== CONSIGNA DEL EJERCICIO ==
Resuma el fragmento seleccionado en dos oraciones.

== FRAGMENTO SELECCIONADO ==
====
Esta semana se confirmaba el peor de los presagios de uno de esos sucesos que marcan un antes y un después en un país. Tomás Gimeno lastró su cuerpo al mar antes de hacer lo propio con el de sus dos hijas ante la costa de Tenerife movido por su voluntad de infligir el mayor de los daños posibles a su exmujer, que le había dejado e iniciado una nueva relación. No se trata de un enfermo, sino de la maldad más pura. La de la violencia vicaria, aquella en que se usa a los niños como un instrumento para dañar a la madre (en la mayoría de los casos), otra lacra que va de la mano de la violencia machista.

Que esta existe, que es un problema social que persiste y que requiere de una legislación especial para evitarla es un debate que no se reabrirá en el país a pesar de los intentos populistas de ciertas formaciones que ahora están en auge. Eso es tan cierto como que existen hombres maltratados o que hay pequeños que mueren en manos de sus madres, que buscan de esta forma provocar la herida más profunda posible en su padre, como el reciente caso sucedido en Sant Joan Despí (Barcelona). Pero, por suerte, se trata de casos aislados que requieren de la atención pertinente, no se trata de una violencia estructural por una cuestión de género.
====
== MATERIAL PROPORCIONADO ==
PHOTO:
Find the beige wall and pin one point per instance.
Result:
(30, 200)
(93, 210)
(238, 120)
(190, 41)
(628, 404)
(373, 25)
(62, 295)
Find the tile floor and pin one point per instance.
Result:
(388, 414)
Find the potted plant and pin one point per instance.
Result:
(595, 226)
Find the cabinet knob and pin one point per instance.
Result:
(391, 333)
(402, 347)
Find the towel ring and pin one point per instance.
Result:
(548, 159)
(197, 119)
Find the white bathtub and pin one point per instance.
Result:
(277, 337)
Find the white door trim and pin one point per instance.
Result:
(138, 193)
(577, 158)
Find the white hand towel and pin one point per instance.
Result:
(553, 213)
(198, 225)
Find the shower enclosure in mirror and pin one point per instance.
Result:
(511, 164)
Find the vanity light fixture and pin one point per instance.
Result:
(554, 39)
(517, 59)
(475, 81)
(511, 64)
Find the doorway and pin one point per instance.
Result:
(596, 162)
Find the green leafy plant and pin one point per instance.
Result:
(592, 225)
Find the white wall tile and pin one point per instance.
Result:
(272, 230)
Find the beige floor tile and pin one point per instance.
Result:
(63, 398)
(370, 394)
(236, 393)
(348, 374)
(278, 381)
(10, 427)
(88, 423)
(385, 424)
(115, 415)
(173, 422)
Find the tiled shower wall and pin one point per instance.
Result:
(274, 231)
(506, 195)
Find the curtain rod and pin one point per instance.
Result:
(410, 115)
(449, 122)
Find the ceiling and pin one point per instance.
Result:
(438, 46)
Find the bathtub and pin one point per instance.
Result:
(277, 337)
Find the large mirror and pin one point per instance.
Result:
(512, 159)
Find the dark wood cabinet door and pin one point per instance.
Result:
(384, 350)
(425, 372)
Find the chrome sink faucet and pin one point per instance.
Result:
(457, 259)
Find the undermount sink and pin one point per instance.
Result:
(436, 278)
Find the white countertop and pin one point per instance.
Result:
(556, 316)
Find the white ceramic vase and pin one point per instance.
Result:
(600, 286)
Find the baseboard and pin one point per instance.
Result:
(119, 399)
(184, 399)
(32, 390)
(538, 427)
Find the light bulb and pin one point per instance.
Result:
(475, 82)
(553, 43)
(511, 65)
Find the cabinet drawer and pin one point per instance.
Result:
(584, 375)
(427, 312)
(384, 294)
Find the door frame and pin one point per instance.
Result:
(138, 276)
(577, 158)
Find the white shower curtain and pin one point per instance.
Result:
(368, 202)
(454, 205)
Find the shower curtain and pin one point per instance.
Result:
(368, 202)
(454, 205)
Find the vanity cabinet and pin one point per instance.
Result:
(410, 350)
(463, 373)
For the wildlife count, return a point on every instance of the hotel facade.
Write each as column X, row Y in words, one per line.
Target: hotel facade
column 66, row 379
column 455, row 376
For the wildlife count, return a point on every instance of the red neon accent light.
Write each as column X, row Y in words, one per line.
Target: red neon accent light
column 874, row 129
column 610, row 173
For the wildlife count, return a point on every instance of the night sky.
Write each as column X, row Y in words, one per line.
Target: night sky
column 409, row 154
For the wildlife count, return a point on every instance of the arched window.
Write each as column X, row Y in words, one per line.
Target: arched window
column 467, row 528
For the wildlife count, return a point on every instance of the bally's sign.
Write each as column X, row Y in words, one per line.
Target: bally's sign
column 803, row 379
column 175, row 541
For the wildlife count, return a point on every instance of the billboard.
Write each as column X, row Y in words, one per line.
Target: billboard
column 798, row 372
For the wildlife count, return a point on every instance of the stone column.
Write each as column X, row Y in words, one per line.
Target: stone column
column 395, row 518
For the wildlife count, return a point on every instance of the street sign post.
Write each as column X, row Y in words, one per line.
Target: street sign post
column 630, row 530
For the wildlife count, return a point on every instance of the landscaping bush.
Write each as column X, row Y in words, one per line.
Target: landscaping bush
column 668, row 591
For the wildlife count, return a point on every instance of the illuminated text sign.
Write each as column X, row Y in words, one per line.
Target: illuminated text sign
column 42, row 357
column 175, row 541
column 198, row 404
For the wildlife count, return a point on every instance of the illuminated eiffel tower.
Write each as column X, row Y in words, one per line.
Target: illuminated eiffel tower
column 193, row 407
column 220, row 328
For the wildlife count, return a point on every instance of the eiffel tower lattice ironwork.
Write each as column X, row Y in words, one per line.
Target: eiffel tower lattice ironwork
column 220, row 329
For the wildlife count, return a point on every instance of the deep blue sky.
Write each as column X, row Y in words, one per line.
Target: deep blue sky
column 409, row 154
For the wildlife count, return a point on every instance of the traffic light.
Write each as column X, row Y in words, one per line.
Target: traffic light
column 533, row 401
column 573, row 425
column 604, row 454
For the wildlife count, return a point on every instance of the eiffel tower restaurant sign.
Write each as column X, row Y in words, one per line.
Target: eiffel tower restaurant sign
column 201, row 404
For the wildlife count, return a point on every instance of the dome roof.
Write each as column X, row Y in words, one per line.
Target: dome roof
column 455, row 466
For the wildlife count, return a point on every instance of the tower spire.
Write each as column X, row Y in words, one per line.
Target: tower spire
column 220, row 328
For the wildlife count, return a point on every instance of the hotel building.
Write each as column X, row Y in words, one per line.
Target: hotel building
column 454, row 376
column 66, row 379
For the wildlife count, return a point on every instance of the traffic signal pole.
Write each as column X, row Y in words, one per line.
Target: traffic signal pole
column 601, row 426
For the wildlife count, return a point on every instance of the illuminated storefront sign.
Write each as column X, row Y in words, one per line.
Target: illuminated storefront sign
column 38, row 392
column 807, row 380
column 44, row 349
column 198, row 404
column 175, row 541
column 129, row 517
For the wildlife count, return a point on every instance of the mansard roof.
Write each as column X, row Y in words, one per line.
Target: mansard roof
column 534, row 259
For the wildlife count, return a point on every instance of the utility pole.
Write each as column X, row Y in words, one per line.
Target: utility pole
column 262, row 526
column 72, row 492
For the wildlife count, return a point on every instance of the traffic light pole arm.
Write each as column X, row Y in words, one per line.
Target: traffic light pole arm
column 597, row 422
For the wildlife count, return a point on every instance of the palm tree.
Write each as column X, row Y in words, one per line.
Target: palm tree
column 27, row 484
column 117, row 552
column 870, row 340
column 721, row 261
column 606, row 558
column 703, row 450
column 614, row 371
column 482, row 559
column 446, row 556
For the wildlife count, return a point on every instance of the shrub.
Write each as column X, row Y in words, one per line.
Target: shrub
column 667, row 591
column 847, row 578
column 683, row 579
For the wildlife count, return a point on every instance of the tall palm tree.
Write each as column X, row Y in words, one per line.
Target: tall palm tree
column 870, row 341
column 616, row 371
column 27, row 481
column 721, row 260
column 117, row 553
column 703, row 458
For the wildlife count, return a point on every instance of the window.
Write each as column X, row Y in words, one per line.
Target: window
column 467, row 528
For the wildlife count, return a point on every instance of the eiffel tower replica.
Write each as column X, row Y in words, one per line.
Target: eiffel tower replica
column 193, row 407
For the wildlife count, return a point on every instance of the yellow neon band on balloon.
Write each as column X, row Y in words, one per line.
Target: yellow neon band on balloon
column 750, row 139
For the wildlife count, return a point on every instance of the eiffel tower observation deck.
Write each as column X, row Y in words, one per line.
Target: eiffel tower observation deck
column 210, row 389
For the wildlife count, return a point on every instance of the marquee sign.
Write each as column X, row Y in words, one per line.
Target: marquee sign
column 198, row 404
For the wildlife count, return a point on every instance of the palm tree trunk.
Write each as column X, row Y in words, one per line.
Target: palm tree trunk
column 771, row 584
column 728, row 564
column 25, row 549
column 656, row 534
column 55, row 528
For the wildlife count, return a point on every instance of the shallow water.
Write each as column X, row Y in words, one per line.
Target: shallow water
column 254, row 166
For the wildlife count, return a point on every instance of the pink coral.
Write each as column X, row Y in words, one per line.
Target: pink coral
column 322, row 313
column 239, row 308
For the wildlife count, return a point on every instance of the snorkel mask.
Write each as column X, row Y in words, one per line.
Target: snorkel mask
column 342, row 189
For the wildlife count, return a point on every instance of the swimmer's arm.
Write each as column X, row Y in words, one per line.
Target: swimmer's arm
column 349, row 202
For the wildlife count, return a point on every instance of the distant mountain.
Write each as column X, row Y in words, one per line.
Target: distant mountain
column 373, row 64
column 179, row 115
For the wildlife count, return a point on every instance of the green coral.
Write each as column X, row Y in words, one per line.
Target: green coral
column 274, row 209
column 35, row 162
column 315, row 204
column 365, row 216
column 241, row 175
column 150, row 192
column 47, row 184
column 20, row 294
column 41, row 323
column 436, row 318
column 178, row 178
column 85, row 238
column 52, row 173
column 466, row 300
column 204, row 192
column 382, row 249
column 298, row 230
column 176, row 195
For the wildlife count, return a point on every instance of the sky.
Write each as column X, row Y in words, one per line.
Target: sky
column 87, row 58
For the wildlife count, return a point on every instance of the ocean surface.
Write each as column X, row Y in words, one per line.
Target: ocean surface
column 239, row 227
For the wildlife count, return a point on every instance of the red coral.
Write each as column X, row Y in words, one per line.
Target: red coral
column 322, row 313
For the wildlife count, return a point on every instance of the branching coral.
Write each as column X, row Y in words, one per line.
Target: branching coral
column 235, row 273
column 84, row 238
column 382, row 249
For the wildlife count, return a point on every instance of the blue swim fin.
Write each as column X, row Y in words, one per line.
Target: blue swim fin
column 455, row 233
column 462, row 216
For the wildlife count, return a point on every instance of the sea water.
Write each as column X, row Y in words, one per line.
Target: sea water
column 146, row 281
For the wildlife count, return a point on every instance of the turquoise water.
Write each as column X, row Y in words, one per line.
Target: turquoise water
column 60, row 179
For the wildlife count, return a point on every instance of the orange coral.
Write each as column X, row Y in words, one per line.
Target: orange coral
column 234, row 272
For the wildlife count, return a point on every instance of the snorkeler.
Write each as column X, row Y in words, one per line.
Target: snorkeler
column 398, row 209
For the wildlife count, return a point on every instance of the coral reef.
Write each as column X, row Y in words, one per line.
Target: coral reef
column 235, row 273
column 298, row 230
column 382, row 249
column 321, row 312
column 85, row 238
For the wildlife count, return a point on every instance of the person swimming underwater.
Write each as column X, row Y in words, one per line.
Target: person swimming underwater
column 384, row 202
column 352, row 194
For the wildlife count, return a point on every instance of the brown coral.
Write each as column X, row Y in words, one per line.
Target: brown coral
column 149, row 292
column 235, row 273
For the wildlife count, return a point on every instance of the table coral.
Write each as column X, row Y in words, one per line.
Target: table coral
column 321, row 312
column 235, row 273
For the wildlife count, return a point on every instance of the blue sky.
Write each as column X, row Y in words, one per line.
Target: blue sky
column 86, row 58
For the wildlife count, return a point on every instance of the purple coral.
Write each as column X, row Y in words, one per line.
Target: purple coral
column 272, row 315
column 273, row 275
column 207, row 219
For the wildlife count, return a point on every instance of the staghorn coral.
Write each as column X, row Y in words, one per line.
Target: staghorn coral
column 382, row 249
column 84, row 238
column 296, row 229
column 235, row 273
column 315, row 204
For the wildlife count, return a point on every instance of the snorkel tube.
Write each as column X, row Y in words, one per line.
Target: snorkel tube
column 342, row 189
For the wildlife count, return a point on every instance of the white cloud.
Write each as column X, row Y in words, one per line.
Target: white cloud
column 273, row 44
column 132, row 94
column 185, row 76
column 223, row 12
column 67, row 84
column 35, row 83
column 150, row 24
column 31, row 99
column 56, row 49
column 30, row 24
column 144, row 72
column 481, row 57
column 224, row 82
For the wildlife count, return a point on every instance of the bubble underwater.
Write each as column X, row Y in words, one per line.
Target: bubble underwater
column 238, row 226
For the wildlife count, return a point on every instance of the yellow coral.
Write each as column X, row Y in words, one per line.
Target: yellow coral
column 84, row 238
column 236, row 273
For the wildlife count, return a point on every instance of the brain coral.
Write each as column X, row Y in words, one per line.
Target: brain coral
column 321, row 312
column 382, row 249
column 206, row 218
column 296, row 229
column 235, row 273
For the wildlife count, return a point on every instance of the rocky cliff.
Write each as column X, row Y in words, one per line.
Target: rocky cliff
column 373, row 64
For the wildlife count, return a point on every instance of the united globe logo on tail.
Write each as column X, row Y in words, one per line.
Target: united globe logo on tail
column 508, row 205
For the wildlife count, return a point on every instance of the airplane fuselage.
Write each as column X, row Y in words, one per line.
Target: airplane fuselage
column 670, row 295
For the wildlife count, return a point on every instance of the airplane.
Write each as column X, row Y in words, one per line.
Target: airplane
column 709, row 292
====
== RESULTADO DE LA TAREA ==
El fragmento expone el caso de Tomás Gimeno, que ante la costa de Tenerife lastró al mar el cuerpo de sus dos hijas para infligir el mayor daño posible a su exmujer. Según el texto, esto no es obra de un enfermo, sino violencia vicaria, unida a la violencia machista, que es un problema social persistente que requiere legislación especial, mientras que los casos de hombres maltratados o de niños muertos a manos de sus madres son aislados y no constituyen una violencia estructural por cuestión de género.